La raison engendre la justice, dit Alain

Le philosophe relit le Gorgias de Platon, et y trouve toute sa philosophie politique : la raison engendre la justice, et le droit n’est pas celui du plus fort.

C’est Calliclès qui défend cette idée trumpo-poutinienne que la force prime le droit et qui se moque de la justice. « Car, dit-il, ce sont les poltrons qui ont inventé la justice, afin d’avoir la paix ; et ce sont les niais qui adorent cette peur à figure de justice. En réalité, aucune justice ne nous oblige à rien. Il n’y a que lâcheté et faiblesse qui nous obligent : c’est pourquoi celui qui a courage et force a droit aussi par cela seul ». Oh, que c’est bien dit ! Et tellement de notre époque. Mais Socrate s’élève contre.

« Tu oublies une chose, mon cher, c’est que la géométrie a une grande puissance chez les dieux et chez les hommes ». Ce que veut dire Socrate est que la nature est bien faite, elle a prévu chez l’humain des facultés autres que celles des pulsions : l’affectif, la raison. La force des pulsions est certes première, comme l’a bien montré Nietzsche (comme Freud et comme Marx, chacun dans leurs domaines), mais qu’elle est canalisée et domptée par l’intelligence, ce mixte d’affectif et de raison pure.

« Dès que l’on a éveillé sa Raison par la géométrie et autres choses du même genre, on ne peut plus vivre ni penser comme si on ne l’avait pas éveillée. On doit des égards à sa raison, tout comme à son ventre. Et ce n’est pas parce que le ventre exige le pain du voisin, le mange et dort content, que la raison doit être satisfaite. Même, chose remarquable, quand le ventre a mangé, la Raison ne s’endort point pour cela ; tout au contraire, la voilà plus lucide que jamais, pendant que les désirs dorment les uns sur les autres comme une meute fatiguée, la voilà qui s’applique à comprendre ce que c’est qu’un homme et une société d’hommes, des échanges justes ou injustes, et ainsi de suite ; et aussi ce que c’est que sagesse et paix avec soi-même… » C’est que, si le désir désire, la raison raisonne – et elle commande, chez l’être intelligent. Seules les brutes (formées au KGB), les inéduqués et illettrés (comme Trump à qui on a tout passé enfant et adolescent, et qui ne lit jamais), n’usent pas de leur raison. Mais de leur seule force : de nuisance (Poutine) ou de séduction (Trump).

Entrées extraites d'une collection
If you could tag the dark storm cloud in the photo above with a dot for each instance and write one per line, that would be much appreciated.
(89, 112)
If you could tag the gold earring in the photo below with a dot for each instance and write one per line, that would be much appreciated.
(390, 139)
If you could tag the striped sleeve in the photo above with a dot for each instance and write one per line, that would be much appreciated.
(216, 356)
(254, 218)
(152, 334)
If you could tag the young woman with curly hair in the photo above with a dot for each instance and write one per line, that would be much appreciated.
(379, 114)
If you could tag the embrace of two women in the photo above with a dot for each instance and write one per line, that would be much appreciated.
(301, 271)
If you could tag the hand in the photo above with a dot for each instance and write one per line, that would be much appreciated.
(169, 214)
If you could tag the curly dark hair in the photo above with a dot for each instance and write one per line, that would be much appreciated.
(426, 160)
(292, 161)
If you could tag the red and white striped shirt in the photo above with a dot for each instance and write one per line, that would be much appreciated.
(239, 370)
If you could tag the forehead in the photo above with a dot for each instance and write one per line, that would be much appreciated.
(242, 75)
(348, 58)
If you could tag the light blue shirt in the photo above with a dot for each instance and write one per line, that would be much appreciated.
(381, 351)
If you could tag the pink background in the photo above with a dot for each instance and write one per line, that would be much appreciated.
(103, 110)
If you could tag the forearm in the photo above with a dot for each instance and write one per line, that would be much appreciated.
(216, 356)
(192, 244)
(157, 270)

### Votre objectif
D'après l'extrait sur le Gorgias, qui a inventé la justice selon Calliclès, et dans quel but ?

### Corrigé de l'exercice
Les poltrons, afin d'avoir la paix.